From the line with "on shirt on this basis." onward, reproduce each line of the entries exactly, ending at the last one, and add nothing.
Start of Block
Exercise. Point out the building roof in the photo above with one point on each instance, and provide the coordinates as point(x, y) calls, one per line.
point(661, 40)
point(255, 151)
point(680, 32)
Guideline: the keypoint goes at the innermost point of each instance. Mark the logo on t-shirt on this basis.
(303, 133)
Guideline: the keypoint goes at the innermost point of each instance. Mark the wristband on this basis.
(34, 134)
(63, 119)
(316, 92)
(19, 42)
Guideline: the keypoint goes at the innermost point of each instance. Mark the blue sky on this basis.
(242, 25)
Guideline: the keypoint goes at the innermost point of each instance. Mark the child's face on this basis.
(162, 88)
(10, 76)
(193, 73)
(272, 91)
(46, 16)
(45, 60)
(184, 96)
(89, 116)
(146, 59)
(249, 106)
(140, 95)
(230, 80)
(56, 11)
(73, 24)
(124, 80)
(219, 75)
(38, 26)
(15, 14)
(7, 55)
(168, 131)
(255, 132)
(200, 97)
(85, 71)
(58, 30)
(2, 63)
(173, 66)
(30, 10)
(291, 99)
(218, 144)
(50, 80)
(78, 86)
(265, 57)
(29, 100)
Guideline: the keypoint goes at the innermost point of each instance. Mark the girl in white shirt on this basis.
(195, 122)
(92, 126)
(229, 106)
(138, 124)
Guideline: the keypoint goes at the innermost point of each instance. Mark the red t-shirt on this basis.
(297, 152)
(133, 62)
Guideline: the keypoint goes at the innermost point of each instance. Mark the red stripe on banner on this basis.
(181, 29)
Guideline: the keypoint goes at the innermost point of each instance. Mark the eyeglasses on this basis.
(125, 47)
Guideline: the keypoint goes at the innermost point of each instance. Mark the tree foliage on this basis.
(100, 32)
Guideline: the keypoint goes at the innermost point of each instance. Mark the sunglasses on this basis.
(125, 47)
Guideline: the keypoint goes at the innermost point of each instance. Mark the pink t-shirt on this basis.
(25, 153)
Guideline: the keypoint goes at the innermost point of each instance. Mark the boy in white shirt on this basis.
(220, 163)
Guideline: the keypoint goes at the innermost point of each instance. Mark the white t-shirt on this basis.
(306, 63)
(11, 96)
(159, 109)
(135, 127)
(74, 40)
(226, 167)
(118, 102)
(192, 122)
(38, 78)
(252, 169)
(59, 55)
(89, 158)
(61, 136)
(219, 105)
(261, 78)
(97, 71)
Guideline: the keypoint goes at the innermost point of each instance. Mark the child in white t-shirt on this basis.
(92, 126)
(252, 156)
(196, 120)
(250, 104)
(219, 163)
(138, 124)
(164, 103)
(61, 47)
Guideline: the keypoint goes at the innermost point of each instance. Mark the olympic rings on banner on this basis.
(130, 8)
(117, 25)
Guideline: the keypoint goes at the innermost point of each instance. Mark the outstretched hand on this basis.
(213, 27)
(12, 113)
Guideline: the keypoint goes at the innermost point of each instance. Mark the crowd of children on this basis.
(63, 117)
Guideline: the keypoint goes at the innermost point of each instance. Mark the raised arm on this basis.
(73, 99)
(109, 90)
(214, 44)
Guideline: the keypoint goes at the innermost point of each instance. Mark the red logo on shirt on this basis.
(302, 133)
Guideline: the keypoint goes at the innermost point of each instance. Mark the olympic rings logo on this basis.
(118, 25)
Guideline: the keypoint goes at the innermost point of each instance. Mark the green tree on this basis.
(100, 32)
End of Block
### Finished exercise
Guideline: the keypoint goes at the innermost point of each instance. Mark the red logo on shirt on this basis.
(302, 133)
Guideline: the keypoint goes at the innermost point of each instance. Mark the olympic rings logo on this basis.
(118, 25)
Guideline: the keypoint goes at the innermost point of each instance. Mark the green tree on this basis.
(100, 32)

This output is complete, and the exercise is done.